== EXERCISE OBJECTIVE ==
Copy each of the items below word for word.

● ● ●

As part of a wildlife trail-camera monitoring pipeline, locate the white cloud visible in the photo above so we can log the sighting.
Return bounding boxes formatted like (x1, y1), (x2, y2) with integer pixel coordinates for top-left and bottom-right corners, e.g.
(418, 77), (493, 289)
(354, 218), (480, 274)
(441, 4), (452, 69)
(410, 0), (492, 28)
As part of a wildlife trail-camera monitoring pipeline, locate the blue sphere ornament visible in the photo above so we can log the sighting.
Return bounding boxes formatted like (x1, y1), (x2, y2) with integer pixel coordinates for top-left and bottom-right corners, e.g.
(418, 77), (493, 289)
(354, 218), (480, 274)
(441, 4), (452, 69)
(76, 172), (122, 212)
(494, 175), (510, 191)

● ● ●

== RESPONSE ==
As part of a wildlife trail-camera monitoring pipeline, locate the white cloud visible in the photo above so we can log the sighting.
Return bounding boxes formatted like (x1, y1), (x2, y2) with integer pixel coordinates for top-left and bottom-right corners, e.g.
(418, 77), (493, 289)
(354, 218), (480, 274)
(441, 4), (452, 69)
(410, 0), (492, 28)
As part of a wildlife trail-camera monitoring pipeline, locate the blue sphere ornament visible in the photo above so we can log the sighting.
Return bounding boxes formatted like (x1, y1), (x2, y2) with integer pixel coordinates for top-left and bottom-right corners, e.g.
(418, 77), (493, 289)
(354, 218), (480, 274)
(441, 4), (452, 69)
(76, 172), (122, 212)
(494, 175), (510, 191)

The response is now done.